■ Problem details
Please copy out word for word everything in the records from the line containing "plume, as pixel coordinates." down to the last line of the records.

━━━━━━

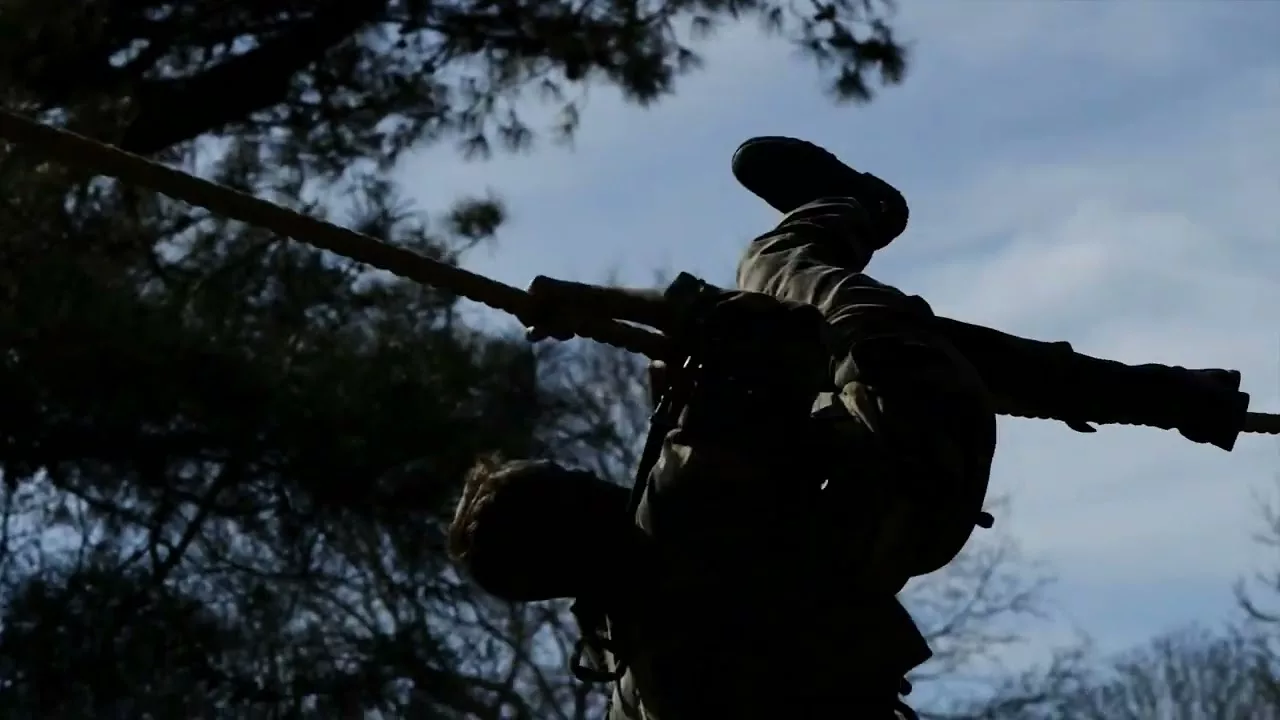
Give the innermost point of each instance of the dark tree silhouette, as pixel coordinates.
(225, 459)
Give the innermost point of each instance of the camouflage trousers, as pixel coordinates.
(777, 561)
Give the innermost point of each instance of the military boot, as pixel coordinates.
(787, 173)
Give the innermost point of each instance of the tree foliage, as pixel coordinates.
(227, 459)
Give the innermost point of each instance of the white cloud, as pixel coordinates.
(1101, 173)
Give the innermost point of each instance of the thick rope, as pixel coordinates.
(100, 159)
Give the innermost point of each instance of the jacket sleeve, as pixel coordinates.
(814, 256)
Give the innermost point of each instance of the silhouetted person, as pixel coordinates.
(832, 449)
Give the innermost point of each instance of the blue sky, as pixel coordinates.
(1101, 173)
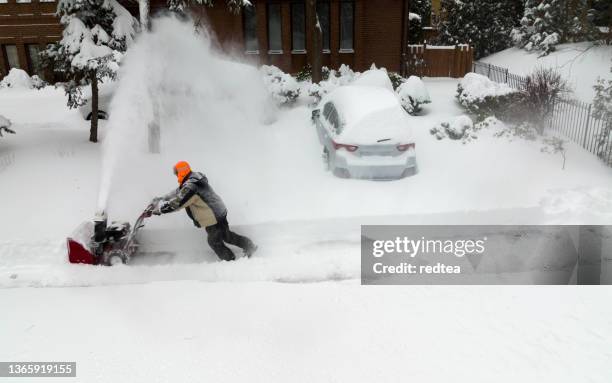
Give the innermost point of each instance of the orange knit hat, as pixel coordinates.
(181, 170)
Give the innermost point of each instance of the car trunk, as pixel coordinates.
(385, 148)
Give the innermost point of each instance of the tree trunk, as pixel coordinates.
(93, 132)
(143, 13)
(314, 30)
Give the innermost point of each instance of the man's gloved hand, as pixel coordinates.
(156, 210)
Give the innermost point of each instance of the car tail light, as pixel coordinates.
(350, 148)
(404, 147)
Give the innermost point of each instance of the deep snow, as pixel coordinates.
(324, 332)
(580, 63)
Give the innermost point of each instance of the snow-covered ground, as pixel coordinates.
(324, 332)
(580, 63)
(178, 314)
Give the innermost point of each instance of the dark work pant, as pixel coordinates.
(220, 233)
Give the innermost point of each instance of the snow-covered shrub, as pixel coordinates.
(542, 88)
(602, 110)
(374, 77)
(304, 74)
(413, 94)
(5, 125)
(16, 79)
(38, 83)
(555, 145)
(460, 128)
(331, 80)
(488, 123)
(396, 79)
(282, 86)
(484, 24)
(415, 28)
(483, 97)
(547, 23)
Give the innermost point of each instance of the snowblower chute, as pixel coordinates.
(108, 244)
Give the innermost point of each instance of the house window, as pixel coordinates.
(347, 24)
(298, 27)
(275, 41)
(323, 14)
(11, 56)
(34, 59)
(250, 30)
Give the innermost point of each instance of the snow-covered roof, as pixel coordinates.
(369, 114)
(374, 77)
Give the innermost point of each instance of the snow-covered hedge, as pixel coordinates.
(19, 79)
(413, 94)
(283, 88)
(483, 97)
(459, 128)
(5, 125)
(343, 76)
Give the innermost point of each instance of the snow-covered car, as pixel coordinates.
(365, 134)
(105, 94)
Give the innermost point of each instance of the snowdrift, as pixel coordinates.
(580, 63)
(209, 110)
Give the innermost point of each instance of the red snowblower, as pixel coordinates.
(109, 244)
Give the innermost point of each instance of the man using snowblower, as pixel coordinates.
(206, 209)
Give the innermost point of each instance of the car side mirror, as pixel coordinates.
(315, 114)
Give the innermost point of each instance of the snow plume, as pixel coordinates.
(203, 102)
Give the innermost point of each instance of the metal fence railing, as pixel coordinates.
(572, 118)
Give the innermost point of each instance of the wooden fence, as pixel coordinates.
(438, 61)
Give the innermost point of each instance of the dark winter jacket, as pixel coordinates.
(198, 198)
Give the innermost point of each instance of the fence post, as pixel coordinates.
(586, 131)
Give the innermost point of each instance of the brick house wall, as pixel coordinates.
(377, 30)
(26, 23)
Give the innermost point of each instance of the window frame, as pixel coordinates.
(6, 57)
(332, 117)
(280, 15)
(244, 24)
(352, 49)
(292, 5)
(328, 49)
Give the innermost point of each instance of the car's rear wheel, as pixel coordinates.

━━━━━━

■ Response below
Give the innermost point of each instance of the snow plume, as pixel coordinates.
(203, 102)
Give the innermost point of each instance of the metal fence railing, as pixel coordinates.
(572, 118)
Give the innermost point of each instance of the wooden fence, as pixel coordinates.
(438, 61)
Give the innermost point of each instance of the dark winter jacket, as pixel coordinates.
(198, 198)
Give the innermost point of each instance of the fence post, as pixel coordinates.
(586, 131)
Give the innermost point of each instance of the brick house wall, as pixel coordinates.
(377, 30)
(26, 23)
Give the innermost point of each instance of the window frame, as pixel coordinates.
(6, 57)
(332, 117)
(280, 15)
(244, 24)
(352, 49)
(292, 5)
(328, 49)
Give the innermost point of each instance of the car's rear wheel, as pixel coordinates.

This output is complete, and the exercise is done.